DOCUMENT EXCERPT »
____

Monday, October 29

Fancy a 64Gb iPod shuffle?

Samsung have announced the production (as in a lab production, not a product line) of a 64Gb flash memory card.

As the BBC article says, a single chip could hold 18,000 songs - over a month of solid, non-stop music.

Now all you need is the battery that can last that long...

Friday, October 26

I'm #1

Just to show that there are so many phrases out there that even a blog as obscure as this one can sometimes show up first on a google hit:

1. A probably accurate insight into feline nature
2. PR spokesperson who is clearly talking complete rot.
3. Momentum does not work that way, moron!

"the noblest tradition of science"

Is to admit when you're wrong.

52 years ago, a scientist put out a paper. Then he realised it was wrong, and that people were using these incorrect assumptions as "proofs" for their own beliefs.

So what does a scientist do in these situations? Simple. Declare the paper was wrong, and retract it.

So, good on you Dr Homer Jacobson.

And bad news for the creationists.

Thursday, October 25

Nature on Watson

The latest Nature comments on James Watson's recent outburst and subsequent downfall.

Pretty much the expected stuff, although well put - scientists should be allowed to comment on controversial topics, as science is about the way the world is, not the way we would like it to be, but crass comments such as Watson's make this harder and thus damage science.

Monday, October 22

Unfortunate media deaths

There's definitely something going wrong when your deputy mayor can be killed by monkeys.

Doesn't help the image of your city either, as you know full well all the media and bloggers that have ignored all the high-tech developments and industrial advances year after year (*ahem*) will suddenly notice a bizarre monkey-related demise.

Sunday, October 21

The British sporting failure week continues

After the footballing flunks, and the heroic narrow near-miss of the England Rugby team, Lewis Hamilton is now having problems with his car and fighting to make up the places on the grid to save his championship lead.

Which isn't going to happen, I suspect. Wonder if anyone from ITV will decide to use the Guillemots' "Sao Paolo" as the ending music - the lines "sometimes I could cry for miles" might be appropriate at that point.

Saturday, October 20

It's over.

Bugger.

It wasn't a try, as well. The BBC News article has the photo that shows my solid five minutes of Anglo-Saxon invective at the TV referee were misplaced, as technically - technically - he was right.

Friday, October 19

Panic at Cold Springs Harbor

Imagine you're a distinguished US laboratory dating back to 1890, and has hosted work that has gone on to win the Nobel Prize. You'd rather not mention the dodgy work in Eugenics that went on from 1910 to 1940M, stopping because the Carnegie Institution came and had a look and noticed it was all utter rubbish.

So, what do you do when your former Nobel Prize winning chancellor opens his mouth and takes you right back to those discredited days of the early 1930s?

____

EXCERPTED DATA »
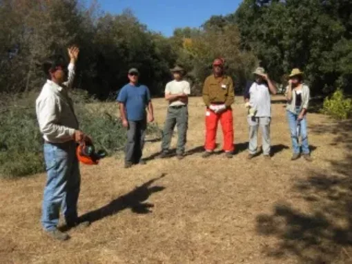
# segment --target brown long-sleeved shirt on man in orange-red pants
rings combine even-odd
[[[203,87],[203,101],[206,106],[212,103],[224,103],[227,107],[235,101],[233,81],[231,77],[224,75],[215,77],[214,74],[207,77]]]

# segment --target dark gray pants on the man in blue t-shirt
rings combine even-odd
[[[128,121],[127,143],[125,148],[125,162],[139,163],[146,137],[146,119]]]

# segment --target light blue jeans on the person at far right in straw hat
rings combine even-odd
[[[289,121],[291,141],[294,154],[300,153],[299,135],[297,134],[297,125],[300,124],[300,136],[302,141],[302,152],[303,154],[309,154],[309,143],[308,134],[306,129],[306,115],[301,121],[297,121],[297,117],[300,114],[300,108],[296,109],[296,113],[287,111],[287,120]]]

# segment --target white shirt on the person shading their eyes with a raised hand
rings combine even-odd
[[[271,97],[266,83],[253,82],[248,91],[249,103],[255,109],[256,117],[271,116]]]

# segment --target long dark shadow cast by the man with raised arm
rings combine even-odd
[[[107,205],[80,216],[80,221],[90,221],[90,223],[94,223],[95,221],[99,221],[107,216],[117,214],[125,209],[130,209],[136,214],[148,214],[152,212],[150,208],[154,207],[154,205],[153,203],[146,202],[146,200],[148,200],[149,196],[153,193],[161,192],[165,189],[164,186],[151,186],[155,183],[155,181],[164,178],[164,176],[166,176],[166,174],[162,174],[157,178],[151,179],[150,181],[135,187],[134,190],[128,192],[127,194],[119,196]]]

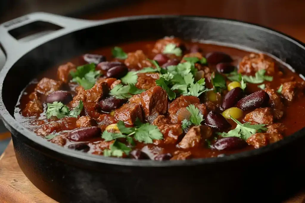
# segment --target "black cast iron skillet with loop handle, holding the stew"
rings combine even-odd
[[[63,27],[32,41],[8,30],[45,21]],[[276,31],[226,19],[135,16],[85,21],[32,13],[0,26],[7,60],[0,73],[0,114],[29,180],[59,202],[274,202],[304,181],[305,128],[267,147],[221,158],[156,162],[76,152],[52,144],[13,118],[19,93],[39,72],[92,49],[159,39],[217,41],[270,53],[305,72],[304,44]],[[234,45],[232,45],[234,44]],[[303,118],[300,118],[303,119]]]

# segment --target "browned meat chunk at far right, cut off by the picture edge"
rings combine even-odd
[[[283,83],[282,95],[288,101],[292,101],[295,97],[303,96],[305,82],[285,82]]]

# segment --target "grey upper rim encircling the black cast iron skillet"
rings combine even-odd
[[[173,166],[194,166],[194,165],[203,165],[203,164],[214,164],[214,163],[228,163],[232,161],[236,161],[239,159],[243,158],[250,158],[253,156],[259,156],[262,154],[265,154],[267,152],[270,152],[272,150],[279,149],[280,147],[284,145],[288,145],[289,143],[294,142],[296,139],[300,138],[305,134],[305,127],[302,128],[301,130],[293,133],[289,137],[285,137],[285,139],[272,143],[270,145],[267,145],[265,147],[262,147],[260,149],[255,149],[255,150],[248,150],[245,152],[239,152],[235,154],[231,154],[229,156],[224,156],[224,157],[213,157],[213,158],[196,158],[196,159],[188,159],[188,160],[171,160],[171,161],[155,161],[155,160],[135,160],[135,159],[124,159],[124,158],[115,158],[115,157],[104,157],[101,155],[94,155],[94,154],[88,154],[84,152],[77,152],[71,149],[67,149],[64,147],[61,147],[59,145],[53,144],[51,142],[48,142],[47,140],[37,136],[34,132],[31,132],[24,128],[20,123],[18,123],[13,116],[11,116],[6,109],[3,100],[2,100],[2,88],[3,88],[3,82],[6,77],[6,74],[9,72],[9,70],[13,67],[13,65],[24,55],[26,55],[28,52],[32,51],[38,46],[41,46],[42,44],[45,44],[48,41],[51,41],[53,39],[59,38],[61,36],[64,36],[69,33],[73,33],[77,30],[83,30],[89,27],[94,27],[94,26],[102,26],[104,24],[109,24],[109,23],[117,23],[117,22],[124,22],[124,21],[131,21],[131,20],[145,20],[145,19],[191,19],[191,20],[208,20],[210,22],[213,21],[218,21],[226,24],[235,24],[239,26],[246,26],[246,27],[252,27],[258,30],[263,30],[267,33],[270,34],[275,34],[278,35],[279,37],[282,37],[284,40],[289,40],[292,43],[296,44],[300,48],[302,48],[305,51],[305,44],[301,42],[300,40],[297,40],[289,35],[286,35],[282,32],[270,29],[265,26],[260,26],[255,23],[247,23],[244,21],[240,20],[235,20],[235,19],[225,19],[225,18],[215,18],[215,17],[208,17],[208,16],[192,16],[192,15],[140,15],[140,16],[126,16],[126,17],[119,17],[119,18],[111,18],[111,19],[106,19],[106,20],[98,20],[98,21],[92,21],[95,23],[92,23],[92,25],[89,26],[84,26],[79,29],[75,30],[70,30],[68,32],[61,33],[60,35],[55,35],[52,36],[50,34],[49,38],[45,40],[43,43],[38,43],[34,46],[32,46],[29,50],[26,51],[26,53],[21,54],[18,59],[16,59],[12,65],[7,65],[7,63],[4,65],[0,72],[0,116],[4,123],[9,126],[10,132],[13,130],[17,131],[18,134],[21,134],[22,136],[27,138],[27,141],[22,140],[22,142],[25,142],[27,145],[36,148],[35,145],[39,145],[40,147],[43,147],[42,149],[37,149],[40,153],[44,153],[46,156],[52,157],[53,159],[58,159],[58,156],[63,156],[64,157],[64,162],[68,162],[66,160],[67,158],[71,157],[72,159],[72,164],[76,163],[75,160],[81,159],[80,161],[85,161],[85,162],[92,162],[92,163],[104,163],[104,164],[111,164],[111,165],[120,165],[120,166],[133,166],[133,167],[173,167]],[[77,20],[77,19],[75,19]],[[249,47],[251,48],[251,47]],[[13,128],[13,130],[12,130]],[[13,135],[13,133],[12,133]],[[13,135],[18,138],[20,135]],[[47,148],[48,150],[52,150],[53,152],[56,152],[58,154],[48,154],[44,152]],[[75,160],[74,160],[75,159]],[[83,162],[84,165],[86,163]],[[79,166],[79,165],[78,165]]]

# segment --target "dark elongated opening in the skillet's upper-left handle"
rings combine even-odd
[[[9,30],[9,34],[12,35],[16,40],[23,39],[22,41],[30,41],[62,28],[63,27],[49,22],[35,21],[21,27],[17,27],[13,30]]]

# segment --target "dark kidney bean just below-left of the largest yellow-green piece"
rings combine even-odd
[[[216,111],[210,111],[207,114],[206,124],[211,126],[212,128],[216,128],[219,131],[225,130],[231,126],[228,121]]]

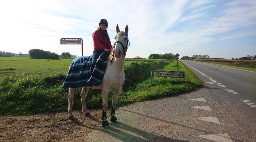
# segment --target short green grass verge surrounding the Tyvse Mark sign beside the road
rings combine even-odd
[[[170,62],[162,70],[184,71],[186,81],[182,78],[153,77],[151,82],[151,78],[148,78],[137,84],[132,90],[122,92],[119,99],[125,102],[140,102],[190,92],[202,86],[202,82],[184,64],[179,61],[178,67],[176,65],[177,62]],[[118,105],[121,103],[118,102]]]

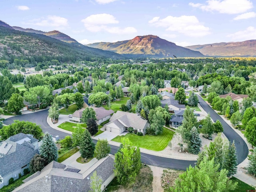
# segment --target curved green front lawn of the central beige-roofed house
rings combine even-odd
[[[173,135],[173,131],[163,128],[163,133],[159,135],[138,136],[128,133],[125,136],[117,136],[116,138],[112,139],[112,141],[121,142],[122,138],[129,138],[134,146],[153,151],[161,151],[166,148]]]

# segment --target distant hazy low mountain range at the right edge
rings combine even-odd
[[[186,48],[200,51],[206,56],[256,56],[256,40],[193,45]]]

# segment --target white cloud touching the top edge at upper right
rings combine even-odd
[[[190,2],[189,5],[204,11],[217,11],[227,14],[244,13],[253,8],[250,0],[208,0],[206,1],[206,4],[194,4]]]

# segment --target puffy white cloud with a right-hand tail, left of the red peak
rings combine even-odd
[[[137,30],[134,27],[110,27],[109,24],[118,24],[119,21],[113,15],[110,14],[95,14],[90,15],[87,18],[81,20],[87,30],[91,32],[107,31],[112,34],[131,34],[136,33]]]

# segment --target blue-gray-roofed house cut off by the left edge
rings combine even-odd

____

Carry the October blog posts forward from their last line, in the same voice. The records have nothing to do with the text.

EXERCISE RESPONSE »
Yep, Watson's been suspended. .

Daddy, what was a tuna?

The BBC report on the latest abundant fish to risk extinction - the Bluefish Tuna.

Everyone blames everybody else, nobody listens to the scientists. The countries are all worried about their fishing fleets now, and don't appear to want to consider their fishing fleets of the future (i.e. there won't be any) because they appear to think if they stop fishing no-one else will, so they'll still end up with no fishing fleet but won't have fish in the meantime. "We're friends of the fisherman" they declare, while allowing the fishermen to drive themselves into extinction.

Tuesday, October 16

Don't blame me for the polar bears

Smugly declaring - my CO2 footprint is 3 tonnes below the national average.

Well, OK, this is the UK national average, and we're not exactly the lightest treading nation in the world. And this was using the UK government's carbon calculator, which kindly does not include business travel in my travel footprint, allowing me to ignore every flight I've ever taken. And I don't own a car. So that's pretty much my entire contribution to saving the planet.

I'm still 0.3 tonnes above the target footprint, though, since all my household power is from fossil energy. I suppose the cycling does actually contribute a bit, as it means I'm using the washing machine more often as well. As for the green-ness of the home, well I'm renting. If I owned my house, I may well have put solar panels on by now.

Monday, October 15

Liberal bias no #93

You don't have to be deluded and insane to give money to the Tories, but...

Sunday, October 14

Not happy

That's the last time I volunteer to do any officiating in any sport. No thanks, just an official complaint from one of the visiting clubs.

Oh, well cheers for that. I won't bother next time. OK, I wasn't particularly good at it - it was the first time I did that particular role, anyway - but I've seen far, far worse than my efforts in the past (no-one got hypothermia, for starters...)

(No, I wasn't paid. I didn't even get a cup of tea)

Friday, October 12

Papa Lazarou lookalike competition

We might not play cricket quite as well as the Aussies yet, but it appears that we're now ahead in the "one of our cricketers looks like a character from League of Gentlement" stakes.

Hello Dave?" says Ryan Sidebottom...

Physics != inventing gadgets

One last comment on the Nobel Prize and the BBC "have your incoherent and uneducated rant" webpage.

One joker complained that the Nobel Prize for Physics is a joke because they didn't give it to Edison.

Edison? Edison? Are you completely utterly frothingly deranged?

OK, apart from the slight problem that the man was an out-and-out thief, he was also by no stretch of the imagination a Physicist. He was an inventor. Then a showman and a marketeer. At *best*, awarding Edison the prize would have been like giving Stuart Parkin a share in this year's prize - Parkin being the researcher who led the IBM team that made the first mass produceable GMR read/write head. But that's a really charitable comparison for Edison (I like Parkin a lot more, and think he should certainly receive an award alongside Fert and Grunberg if the award is for, say, science and technology).

No, awarding Edison would have been like giving the prize to Steve Jobs for inventing the iPod.

BBC - I'll have my say, then.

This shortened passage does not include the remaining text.